→ Goal:
Starting with the line that contains "Where can the weathered", return every line through the end of the listing below exactly as written. Omit the pictures.

— start of Material provided —

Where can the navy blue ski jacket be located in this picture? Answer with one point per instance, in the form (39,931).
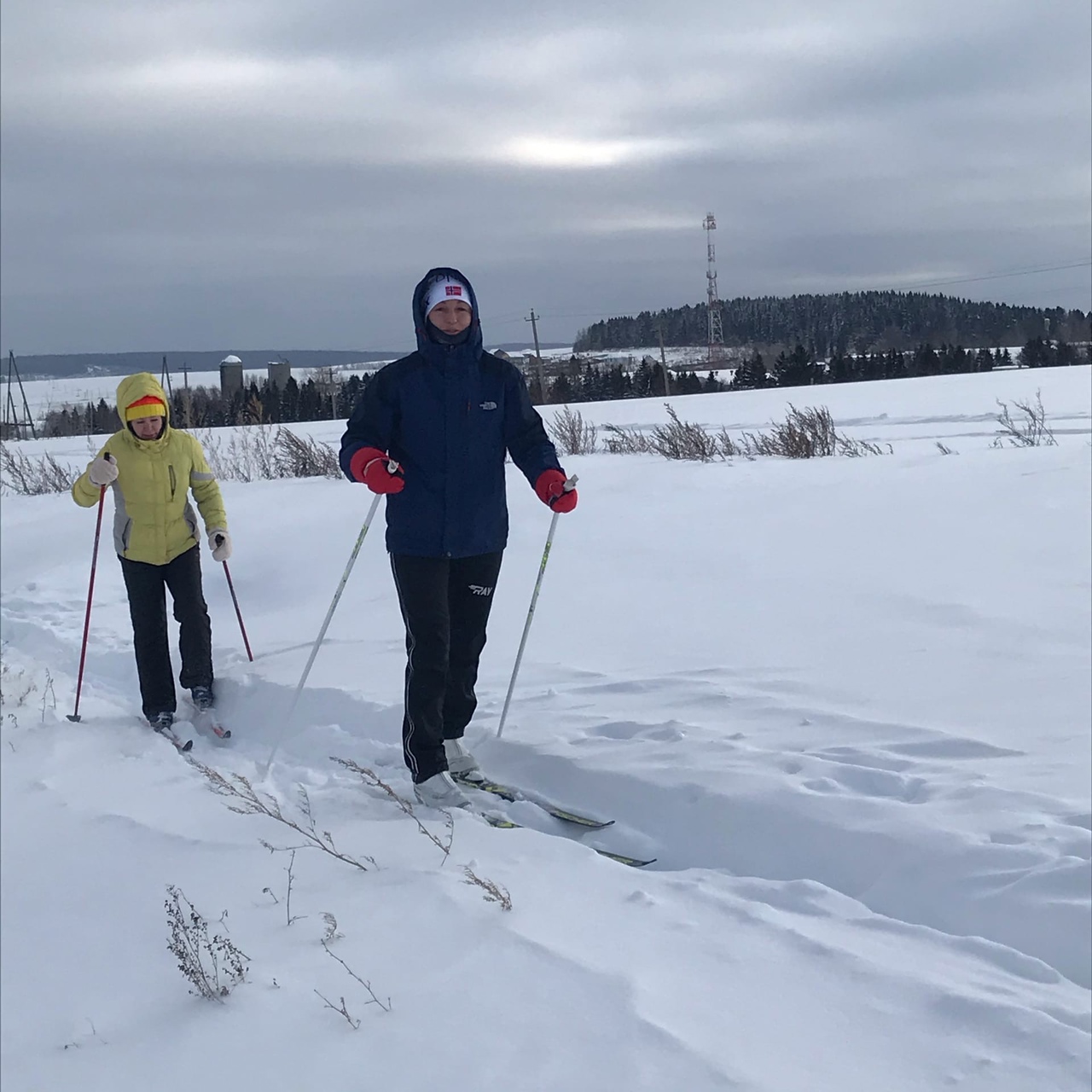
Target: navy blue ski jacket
(448,414)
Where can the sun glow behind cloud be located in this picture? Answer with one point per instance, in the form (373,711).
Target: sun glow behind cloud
(568,153)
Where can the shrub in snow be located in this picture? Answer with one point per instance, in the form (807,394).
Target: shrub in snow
(1030,432)
(572,433)
(32,478)
(213,966)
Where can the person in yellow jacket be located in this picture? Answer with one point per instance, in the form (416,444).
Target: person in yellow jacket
(151,468)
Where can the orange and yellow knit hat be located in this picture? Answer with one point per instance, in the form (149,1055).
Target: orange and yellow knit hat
(148,406)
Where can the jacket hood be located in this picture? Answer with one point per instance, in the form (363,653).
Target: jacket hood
(425,346)
(136,386)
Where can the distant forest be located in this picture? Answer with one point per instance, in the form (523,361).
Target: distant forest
(843,322)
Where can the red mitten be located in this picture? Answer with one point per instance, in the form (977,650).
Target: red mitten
(550,490)
(371,467)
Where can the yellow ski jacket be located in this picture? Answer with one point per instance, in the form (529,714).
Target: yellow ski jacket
(153,520)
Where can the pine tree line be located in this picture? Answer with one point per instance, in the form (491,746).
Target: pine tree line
(579,381)
(207,408)
(845,322)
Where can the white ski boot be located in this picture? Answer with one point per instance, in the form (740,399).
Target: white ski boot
(461,763)
(440,792)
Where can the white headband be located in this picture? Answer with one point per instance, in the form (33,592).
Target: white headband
(447,288)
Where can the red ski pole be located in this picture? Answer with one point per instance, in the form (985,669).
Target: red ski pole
(238,613)
(74,716)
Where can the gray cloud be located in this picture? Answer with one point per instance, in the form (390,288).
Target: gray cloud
(206,175)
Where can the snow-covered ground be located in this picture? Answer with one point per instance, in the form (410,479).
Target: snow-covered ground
(845,702)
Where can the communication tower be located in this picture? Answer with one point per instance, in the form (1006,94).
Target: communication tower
(713,307)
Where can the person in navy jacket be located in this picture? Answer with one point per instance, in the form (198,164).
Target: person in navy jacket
(432,432)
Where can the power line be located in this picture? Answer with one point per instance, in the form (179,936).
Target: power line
(990,276)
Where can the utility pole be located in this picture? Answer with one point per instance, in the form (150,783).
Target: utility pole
(187,401)
(12,423)
(663,363)
(538,361)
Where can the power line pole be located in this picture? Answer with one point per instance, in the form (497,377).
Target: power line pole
(14,424)
(663,363)
(187,400)
(538,361)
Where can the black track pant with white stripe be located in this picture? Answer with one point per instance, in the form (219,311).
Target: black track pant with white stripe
(147,585)
(445,607)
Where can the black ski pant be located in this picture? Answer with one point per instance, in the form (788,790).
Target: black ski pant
(148,608)
(445,605)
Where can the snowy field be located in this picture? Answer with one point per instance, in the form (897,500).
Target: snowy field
(845,703)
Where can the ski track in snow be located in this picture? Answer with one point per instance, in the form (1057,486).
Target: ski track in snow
(873,878)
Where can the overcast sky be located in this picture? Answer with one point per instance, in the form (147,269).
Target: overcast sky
(232,174)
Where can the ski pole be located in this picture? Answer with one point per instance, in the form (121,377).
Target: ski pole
(322,632)
(238,613)
(74,716)
(569,485)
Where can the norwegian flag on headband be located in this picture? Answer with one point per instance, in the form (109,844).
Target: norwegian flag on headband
(447,288)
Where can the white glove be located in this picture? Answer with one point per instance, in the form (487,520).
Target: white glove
(219,543)
(102,470)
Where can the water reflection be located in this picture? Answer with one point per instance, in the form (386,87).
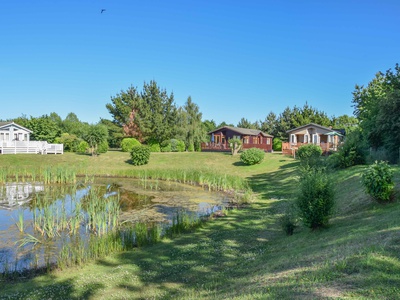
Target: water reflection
(33,204)
(14,194)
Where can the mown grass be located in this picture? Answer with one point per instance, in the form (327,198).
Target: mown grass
(245,255)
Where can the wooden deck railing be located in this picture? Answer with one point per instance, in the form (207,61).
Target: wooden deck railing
(290,148)
(226,147)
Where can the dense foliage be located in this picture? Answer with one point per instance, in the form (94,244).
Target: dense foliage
(140,155)
(316,198)
(351,153)
(377,107)
(277,144)
(252,156)
(377,180)
(96,135)
(153,115)
(309,154)
(128,143)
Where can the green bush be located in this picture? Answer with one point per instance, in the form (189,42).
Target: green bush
(316,198)
(140,155)
(82,147)
(153,145)
(177,145)
(165,146)
(102,147)
(128,143)
(191,147)
(288,221)
(277,144)
(70,142)
(349,154)
(252,156)
(180,146)
(309,155)
(377,180)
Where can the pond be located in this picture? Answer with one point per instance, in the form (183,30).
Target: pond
(43,225)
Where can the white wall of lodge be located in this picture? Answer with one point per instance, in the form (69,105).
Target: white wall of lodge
(12,132)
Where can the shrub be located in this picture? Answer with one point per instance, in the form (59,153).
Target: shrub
(252,156)
(165,146)
(191,147)
(316,198)
(153,145)
(277,144)
(309,155)
(377,180)
(140,155)
(180,146)
(288,221)
(70,142)
(102,147)
(128,143)
(349,154)
(82,147)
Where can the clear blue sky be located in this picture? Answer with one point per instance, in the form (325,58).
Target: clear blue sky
(234,58)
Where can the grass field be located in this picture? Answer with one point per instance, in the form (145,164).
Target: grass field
(244,255)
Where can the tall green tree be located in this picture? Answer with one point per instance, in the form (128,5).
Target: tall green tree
(115,133)
(43,128)
(346,122)
(195,133)
(96,134)
(156,113)
(123,108)
(72,125)
(270,124)
(377,107)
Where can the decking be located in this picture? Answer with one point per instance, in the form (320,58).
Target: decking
(224,147)
(30,147)
(290,148)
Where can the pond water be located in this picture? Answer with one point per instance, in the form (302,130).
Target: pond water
(36,219)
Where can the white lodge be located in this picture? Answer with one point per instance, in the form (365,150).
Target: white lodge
(15,139)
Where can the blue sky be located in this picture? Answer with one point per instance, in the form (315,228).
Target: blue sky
(234,58)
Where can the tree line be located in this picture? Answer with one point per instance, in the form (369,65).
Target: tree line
(151,116)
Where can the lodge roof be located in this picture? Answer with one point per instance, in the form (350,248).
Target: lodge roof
(4,124)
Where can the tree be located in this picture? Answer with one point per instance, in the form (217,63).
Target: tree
(73,125)
(115,133)
(195,133)
(348,123)
(95,135)
(43,128)
(270,124)
(124,109)
(244,123)
(377,108)
(156,114)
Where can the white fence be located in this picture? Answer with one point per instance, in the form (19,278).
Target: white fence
(30,147)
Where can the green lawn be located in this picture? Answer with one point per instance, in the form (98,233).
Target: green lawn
(244,255)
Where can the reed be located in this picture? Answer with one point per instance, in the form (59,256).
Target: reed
(141,234)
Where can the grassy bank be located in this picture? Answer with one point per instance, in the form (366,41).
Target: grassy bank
(244,255)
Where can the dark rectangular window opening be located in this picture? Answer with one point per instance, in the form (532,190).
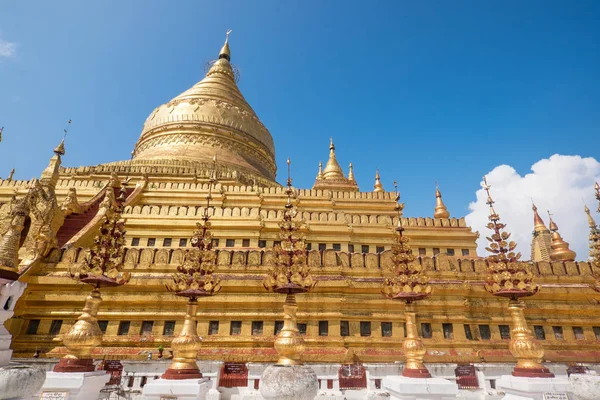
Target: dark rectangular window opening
(448,330)
(468,333)
(123,328)
(55,326)
(169,328)
(146,328)
(302,329)
(213,328)
(558,335)
(257,327)
(504,331)
(386,329)
(32,327)
(344,328)
(484,332)
(103,325)
(426,330)
(236,328)
(278,327)
(365,328)
(539,332)
(323,328)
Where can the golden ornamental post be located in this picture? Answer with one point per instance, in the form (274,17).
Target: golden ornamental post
(194,278)
(508,277)
(289,275)
(103,267)
(408,284)
(594,242)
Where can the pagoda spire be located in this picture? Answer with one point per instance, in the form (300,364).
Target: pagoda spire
(541,244)
(332,168)
(378,187)
(538,222)
(225,51)
(591,221)
(351,173)
(320,173)
(560,248)
(440,208)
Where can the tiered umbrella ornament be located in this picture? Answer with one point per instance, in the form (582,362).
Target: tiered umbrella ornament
(289,274)
(194,278)
(103,267)
(511,278)
(408,284)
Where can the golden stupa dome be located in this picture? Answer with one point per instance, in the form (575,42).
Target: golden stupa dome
(211,118)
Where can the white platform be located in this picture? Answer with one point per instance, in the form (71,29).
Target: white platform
(520,388)
(403,388)
(181,389)
(79,385)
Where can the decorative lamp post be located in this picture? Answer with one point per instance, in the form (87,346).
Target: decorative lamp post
(408,284)
(289,275)
(194,278)
(103,267)
(508,277)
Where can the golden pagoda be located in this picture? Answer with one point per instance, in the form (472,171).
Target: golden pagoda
(541,242)
(348,250)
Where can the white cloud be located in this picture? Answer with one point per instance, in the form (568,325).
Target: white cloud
(7,49)
(560,184)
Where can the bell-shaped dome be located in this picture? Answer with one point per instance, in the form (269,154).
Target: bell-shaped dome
(211,118)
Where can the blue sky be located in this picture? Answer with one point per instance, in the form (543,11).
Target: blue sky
(425,91)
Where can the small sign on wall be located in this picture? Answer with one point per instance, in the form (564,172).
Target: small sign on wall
(54,396)
(556,396)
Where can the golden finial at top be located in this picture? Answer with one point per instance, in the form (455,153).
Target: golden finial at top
(332,168)
(225,52)
(440,210)
(320,173)
(351,173)
(560,248)
(597,187)
(538,222)
(378,187)
(591,221)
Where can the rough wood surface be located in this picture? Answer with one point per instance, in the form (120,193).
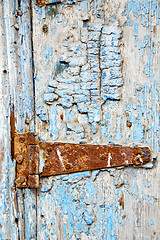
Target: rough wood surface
(70,43)
(17,221)
(108,204)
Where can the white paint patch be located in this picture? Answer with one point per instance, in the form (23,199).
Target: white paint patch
(109,159)
(60,158)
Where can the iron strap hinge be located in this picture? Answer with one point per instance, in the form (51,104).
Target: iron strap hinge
(63,158)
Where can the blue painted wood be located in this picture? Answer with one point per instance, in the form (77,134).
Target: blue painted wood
(106,204)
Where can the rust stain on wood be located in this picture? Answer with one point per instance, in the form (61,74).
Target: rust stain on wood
(41,3)
(12,129)
(27,157)
(61,158)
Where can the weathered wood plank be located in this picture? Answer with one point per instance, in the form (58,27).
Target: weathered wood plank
(18,221)
(8,206)
(108,204)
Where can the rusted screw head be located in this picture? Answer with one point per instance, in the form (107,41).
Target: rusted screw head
(45,28)
(19,159)
(129,124)
(19,12)
(138,159)
(22,139)
(103,157)
(16,26)
(21,181)
(27,121)
(68,166)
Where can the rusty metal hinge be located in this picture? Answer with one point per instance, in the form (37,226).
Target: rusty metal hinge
(63,158)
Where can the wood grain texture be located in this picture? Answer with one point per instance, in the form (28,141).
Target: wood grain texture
(17,222)
(106,204)
(8,205)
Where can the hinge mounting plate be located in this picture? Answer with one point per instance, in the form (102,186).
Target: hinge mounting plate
(63,158)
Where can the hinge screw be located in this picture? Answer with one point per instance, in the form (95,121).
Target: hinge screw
(21,181)
(19,159)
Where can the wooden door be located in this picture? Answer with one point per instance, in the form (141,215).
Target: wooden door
(84,72)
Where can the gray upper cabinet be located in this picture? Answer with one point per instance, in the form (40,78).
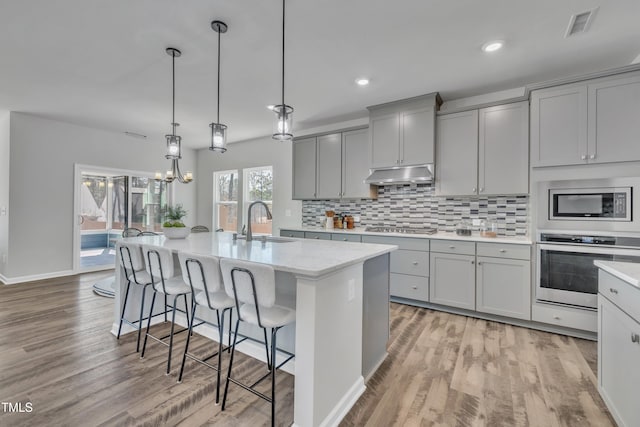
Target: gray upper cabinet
(457,153)
(329,183)
(591,122)
(355,164)
(559,126)
(332,166)
(402,132)
(614,120)
(503,149)
(304,168)
(483,151)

— end of Material provided —

→ Solution for this exercise:
Where can the weathered wood plank be located in this picture? Answer with one point per instance, in the form (58,27).
Target: weathered wood plank
(18,221)
(8,206)
(108,204)
Where can the rusted screw head be located in this picture? Answer with one point per instance, in the form (107,41).
Target: rusted screw head
(45,28)
(19,159)
(129,124)
(19,12)
(138,159)
(22,139)
(103,157)
(16,26)
(21,181)
(27,121)
(68,166)
Where can the rusty metal hinge be located in this picture? Answer with one point per instance, in the form (37,226).
Target: rusty metal hinge
(63,158)
Where can the wood grain texture be located in this picture? Answer with one point per instance, in the form (28,141).
Target: wood grain texture
(17,222)
(106,204)
(8,205)
Where can the hinge mounting plate be located in this picture? Answer with one point per instance, in the form (102,186).
Target: hinge mounting plate
(63,158)
Where can the hinge screw be located in this picture? Answer with one point per instance, in the form (95,121).
Target: hinge screw
(21,181)
(19,159)
Where can the wooden door be located in this picture? Answer with one point per instance, in the form (141,215).
Target: wooden door
(84,72)
Where can the gray upper cabinet be located in this picture? Answer with one point per instance, in the form (40,78).
Target: gray upper cabinet
(457,153)
(329,183)
(591,122)
(355,164)
(559,126)
(332,166)
(402,132)
(614,120)
(503,149)
(304,168)
(483,151)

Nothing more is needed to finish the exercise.